* **Task description**:
From the line with "bulb in the image above." through the line with "faucet in the image above.", repeat the entries verbatim, both end lines included, and add nothing.
-- Stored data follows --
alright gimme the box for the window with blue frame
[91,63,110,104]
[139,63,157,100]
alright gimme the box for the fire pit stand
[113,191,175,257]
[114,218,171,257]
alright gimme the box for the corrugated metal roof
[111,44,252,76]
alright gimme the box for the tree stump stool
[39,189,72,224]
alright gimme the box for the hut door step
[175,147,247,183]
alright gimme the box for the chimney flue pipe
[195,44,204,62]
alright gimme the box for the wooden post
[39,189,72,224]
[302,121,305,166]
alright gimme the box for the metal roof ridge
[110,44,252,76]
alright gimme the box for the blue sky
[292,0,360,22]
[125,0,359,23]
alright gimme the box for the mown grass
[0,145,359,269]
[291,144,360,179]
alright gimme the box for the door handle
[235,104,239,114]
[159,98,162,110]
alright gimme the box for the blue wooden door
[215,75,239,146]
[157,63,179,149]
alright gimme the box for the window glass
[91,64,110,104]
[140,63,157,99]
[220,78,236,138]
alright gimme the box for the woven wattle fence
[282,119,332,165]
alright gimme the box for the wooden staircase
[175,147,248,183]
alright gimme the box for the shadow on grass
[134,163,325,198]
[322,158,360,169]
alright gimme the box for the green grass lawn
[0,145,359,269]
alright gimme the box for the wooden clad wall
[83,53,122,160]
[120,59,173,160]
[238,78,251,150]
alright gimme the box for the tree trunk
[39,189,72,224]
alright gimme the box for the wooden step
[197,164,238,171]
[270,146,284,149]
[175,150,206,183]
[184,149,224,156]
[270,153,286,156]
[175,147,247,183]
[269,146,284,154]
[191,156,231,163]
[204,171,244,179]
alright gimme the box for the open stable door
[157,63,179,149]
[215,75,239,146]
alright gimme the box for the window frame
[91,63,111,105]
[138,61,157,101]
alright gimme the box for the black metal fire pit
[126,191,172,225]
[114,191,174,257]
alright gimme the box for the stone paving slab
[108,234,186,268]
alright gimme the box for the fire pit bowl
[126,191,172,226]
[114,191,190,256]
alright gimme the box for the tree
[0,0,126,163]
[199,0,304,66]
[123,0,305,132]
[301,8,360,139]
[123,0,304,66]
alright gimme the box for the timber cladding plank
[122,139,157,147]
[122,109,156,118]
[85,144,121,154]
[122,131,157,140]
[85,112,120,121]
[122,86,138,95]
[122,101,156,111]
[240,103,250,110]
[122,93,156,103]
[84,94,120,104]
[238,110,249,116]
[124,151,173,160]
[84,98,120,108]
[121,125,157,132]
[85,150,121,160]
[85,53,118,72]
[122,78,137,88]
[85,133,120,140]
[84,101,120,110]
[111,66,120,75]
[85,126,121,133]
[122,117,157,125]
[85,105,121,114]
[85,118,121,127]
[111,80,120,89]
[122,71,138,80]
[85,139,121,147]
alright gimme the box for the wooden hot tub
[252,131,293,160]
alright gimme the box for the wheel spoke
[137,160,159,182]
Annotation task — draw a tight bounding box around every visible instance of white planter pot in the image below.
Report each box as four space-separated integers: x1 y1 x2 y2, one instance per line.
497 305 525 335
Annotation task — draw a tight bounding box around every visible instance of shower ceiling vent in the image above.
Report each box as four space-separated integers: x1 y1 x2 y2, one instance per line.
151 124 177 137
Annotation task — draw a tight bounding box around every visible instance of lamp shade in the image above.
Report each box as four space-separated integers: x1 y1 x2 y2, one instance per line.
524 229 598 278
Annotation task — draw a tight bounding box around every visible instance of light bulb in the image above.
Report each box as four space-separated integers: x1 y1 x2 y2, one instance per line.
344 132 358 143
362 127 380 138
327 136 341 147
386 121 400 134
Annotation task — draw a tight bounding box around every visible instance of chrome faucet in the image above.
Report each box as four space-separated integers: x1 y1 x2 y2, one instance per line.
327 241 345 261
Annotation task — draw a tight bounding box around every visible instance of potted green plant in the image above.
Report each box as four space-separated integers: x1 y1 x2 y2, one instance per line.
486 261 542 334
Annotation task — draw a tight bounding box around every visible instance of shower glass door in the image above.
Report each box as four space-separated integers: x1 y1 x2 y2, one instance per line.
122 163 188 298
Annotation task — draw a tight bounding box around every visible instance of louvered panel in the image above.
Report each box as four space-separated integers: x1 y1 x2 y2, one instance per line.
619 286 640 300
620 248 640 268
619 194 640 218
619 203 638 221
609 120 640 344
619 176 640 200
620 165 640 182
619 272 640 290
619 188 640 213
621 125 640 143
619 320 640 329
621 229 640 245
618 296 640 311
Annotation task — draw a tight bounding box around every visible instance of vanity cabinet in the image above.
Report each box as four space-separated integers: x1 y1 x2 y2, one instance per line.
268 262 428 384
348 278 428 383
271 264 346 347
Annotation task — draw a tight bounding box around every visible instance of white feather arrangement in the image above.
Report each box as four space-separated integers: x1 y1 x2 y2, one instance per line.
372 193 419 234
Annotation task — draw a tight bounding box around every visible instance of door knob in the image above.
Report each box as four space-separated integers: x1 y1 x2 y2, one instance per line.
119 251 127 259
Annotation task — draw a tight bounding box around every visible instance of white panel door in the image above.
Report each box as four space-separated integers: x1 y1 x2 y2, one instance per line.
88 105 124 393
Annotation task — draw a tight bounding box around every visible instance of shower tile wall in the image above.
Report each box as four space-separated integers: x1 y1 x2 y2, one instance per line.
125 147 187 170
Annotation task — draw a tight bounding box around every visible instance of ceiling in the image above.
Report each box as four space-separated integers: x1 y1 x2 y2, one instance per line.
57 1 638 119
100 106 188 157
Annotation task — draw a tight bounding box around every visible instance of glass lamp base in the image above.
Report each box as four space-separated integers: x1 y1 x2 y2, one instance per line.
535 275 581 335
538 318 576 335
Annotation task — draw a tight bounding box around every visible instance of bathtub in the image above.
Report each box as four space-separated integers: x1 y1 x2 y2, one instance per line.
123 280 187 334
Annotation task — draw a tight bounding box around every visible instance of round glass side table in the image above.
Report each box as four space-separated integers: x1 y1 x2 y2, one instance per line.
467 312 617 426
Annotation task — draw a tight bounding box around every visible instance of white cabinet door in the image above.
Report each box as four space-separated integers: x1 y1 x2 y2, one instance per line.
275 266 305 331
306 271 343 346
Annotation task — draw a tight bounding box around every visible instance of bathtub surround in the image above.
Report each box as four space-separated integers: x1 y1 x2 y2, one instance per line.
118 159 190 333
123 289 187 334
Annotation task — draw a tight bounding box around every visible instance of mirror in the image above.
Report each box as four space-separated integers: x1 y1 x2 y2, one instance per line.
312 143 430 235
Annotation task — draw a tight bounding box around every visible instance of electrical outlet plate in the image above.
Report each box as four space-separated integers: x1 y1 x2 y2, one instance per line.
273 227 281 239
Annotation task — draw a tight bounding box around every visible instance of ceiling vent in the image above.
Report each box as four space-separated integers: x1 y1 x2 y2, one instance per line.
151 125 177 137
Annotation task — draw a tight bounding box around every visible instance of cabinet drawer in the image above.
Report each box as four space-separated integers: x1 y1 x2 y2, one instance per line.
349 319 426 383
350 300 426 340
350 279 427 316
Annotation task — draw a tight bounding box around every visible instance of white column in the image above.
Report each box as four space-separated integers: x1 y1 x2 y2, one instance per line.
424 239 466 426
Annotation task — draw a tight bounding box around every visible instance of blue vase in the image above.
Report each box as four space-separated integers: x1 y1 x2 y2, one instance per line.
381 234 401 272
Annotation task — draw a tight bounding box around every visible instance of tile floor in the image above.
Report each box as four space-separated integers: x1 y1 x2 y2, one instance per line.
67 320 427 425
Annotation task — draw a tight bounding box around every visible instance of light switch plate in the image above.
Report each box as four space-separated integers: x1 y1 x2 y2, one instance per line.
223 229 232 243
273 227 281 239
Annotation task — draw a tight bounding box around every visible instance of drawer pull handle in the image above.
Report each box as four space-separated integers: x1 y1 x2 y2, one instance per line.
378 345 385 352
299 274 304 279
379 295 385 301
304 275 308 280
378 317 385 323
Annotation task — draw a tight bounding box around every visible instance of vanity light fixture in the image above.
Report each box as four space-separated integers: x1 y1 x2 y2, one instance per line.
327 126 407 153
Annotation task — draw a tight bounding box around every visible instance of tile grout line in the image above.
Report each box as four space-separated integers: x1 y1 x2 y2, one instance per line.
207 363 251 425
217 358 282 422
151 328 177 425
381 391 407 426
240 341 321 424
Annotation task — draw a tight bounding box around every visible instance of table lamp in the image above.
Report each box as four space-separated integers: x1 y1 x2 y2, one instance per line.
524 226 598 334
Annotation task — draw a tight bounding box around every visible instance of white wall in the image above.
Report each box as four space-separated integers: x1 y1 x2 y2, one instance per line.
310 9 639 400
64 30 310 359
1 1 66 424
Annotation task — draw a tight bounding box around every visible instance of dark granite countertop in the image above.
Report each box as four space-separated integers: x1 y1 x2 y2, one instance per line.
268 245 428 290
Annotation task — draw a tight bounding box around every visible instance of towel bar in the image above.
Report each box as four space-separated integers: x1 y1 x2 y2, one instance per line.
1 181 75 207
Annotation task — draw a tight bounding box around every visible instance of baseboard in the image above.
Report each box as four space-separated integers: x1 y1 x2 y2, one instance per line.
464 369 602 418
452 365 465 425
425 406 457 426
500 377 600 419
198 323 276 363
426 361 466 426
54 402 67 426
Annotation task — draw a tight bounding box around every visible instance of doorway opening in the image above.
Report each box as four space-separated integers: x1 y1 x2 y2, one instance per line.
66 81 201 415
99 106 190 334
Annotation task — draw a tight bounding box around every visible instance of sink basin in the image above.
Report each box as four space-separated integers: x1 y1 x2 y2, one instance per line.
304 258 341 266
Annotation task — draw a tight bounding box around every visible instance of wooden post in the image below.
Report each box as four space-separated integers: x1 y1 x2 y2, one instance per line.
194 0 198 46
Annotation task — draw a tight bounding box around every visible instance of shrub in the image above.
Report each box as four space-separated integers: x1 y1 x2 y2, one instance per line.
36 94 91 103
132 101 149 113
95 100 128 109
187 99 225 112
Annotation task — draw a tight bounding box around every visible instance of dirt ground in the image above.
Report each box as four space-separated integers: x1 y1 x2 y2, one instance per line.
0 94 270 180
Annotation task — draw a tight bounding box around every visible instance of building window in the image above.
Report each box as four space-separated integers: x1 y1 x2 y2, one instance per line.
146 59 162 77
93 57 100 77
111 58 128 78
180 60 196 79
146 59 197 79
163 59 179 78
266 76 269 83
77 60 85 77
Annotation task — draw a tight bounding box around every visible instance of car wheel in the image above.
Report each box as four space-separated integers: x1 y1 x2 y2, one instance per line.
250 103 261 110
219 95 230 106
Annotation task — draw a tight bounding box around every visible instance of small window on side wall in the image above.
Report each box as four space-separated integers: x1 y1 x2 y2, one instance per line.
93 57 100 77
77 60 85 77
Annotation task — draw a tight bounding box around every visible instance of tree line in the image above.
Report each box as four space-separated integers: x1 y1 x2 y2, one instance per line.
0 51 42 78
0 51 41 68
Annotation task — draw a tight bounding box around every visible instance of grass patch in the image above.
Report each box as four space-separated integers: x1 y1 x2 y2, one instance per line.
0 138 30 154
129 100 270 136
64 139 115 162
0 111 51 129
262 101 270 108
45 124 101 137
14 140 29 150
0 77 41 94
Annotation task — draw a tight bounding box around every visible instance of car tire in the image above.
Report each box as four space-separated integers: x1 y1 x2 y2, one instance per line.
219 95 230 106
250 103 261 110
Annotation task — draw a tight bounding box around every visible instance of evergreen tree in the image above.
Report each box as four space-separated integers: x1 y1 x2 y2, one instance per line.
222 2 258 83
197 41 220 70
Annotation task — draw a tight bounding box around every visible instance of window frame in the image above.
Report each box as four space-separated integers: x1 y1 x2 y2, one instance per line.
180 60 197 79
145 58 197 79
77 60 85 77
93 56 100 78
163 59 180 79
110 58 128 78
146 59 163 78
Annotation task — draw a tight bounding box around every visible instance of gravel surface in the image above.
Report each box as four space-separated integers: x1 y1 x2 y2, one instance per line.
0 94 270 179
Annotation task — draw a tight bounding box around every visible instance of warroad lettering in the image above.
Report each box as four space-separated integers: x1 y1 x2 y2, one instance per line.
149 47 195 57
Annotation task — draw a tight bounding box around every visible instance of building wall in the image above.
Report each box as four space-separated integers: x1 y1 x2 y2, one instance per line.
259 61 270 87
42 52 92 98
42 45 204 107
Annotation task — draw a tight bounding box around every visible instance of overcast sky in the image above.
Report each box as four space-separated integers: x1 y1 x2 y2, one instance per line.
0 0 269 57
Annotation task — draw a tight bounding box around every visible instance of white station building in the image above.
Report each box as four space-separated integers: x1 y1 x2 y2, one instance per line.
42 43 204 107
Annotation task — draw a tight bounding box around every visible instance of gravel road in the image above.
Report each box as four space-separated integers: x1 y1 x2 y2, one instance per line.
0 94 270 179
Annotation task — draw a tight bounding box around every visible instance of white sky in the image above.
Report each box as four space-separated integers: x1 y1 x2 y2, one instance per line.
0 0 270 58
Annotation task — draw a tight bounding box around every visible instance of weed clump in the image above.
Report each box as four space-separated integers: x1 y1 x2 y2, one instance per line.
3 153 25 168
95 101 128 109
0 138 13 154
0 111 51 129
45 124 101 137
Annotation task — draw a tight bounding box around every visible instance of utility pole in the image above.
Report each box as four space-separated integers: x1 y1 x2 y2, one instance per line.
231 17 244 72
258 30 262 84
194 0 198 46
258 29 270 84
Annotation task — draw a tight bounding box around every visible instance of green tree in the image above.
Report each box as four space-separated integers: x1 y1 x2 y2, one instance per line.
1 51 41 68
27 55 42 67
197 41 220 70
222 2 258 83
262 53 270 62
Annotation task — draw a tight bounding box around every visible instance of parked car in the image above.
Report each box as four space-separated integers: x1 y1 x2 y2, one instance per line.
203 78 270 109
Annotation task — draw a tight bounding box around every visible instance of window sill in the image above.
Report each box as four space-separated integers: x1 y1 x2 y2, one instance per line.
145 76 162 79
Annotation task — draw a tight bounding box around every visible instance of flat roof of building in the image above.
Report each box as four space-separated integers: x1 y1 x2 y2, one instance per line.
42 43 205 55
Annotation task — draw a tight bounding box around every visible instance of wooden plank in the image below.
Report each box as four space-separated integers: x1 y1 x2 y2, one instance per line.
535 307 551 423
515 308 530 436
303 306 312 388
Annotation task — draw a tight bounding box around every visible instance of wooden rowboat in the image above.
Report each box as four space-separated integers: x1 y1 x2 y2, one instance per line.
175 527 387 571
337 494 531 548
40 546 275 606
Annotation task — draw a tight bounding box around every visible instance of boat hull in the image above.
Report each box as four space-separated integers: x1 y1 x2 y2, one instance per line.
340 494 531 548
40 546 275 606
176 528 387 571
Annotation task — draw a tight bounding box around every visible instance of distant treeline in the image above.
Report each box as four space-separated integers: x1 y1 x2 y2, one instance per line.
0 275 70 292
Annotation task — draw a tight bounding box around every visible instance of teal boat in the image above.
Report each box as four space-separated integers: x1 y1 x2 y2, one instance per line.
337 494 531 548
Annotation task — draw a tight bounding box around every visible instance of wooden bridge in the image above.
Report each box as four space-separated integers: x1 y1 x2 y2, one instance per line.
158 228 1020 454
-- Stored data concluded --
* **Solution for this exercise**:
Annotation task — draw a tight bounding box around every visible instance of light bulb in the image above.
Report each box as four space-separated integers: x1 y1 x2 y2, one instance per line.
344 132 358 143
362 127 380 138
327 136 341 147
386 121 400 134
Annotation task — draw a tight bounding box around every visible instance of chrome faucet in the image above.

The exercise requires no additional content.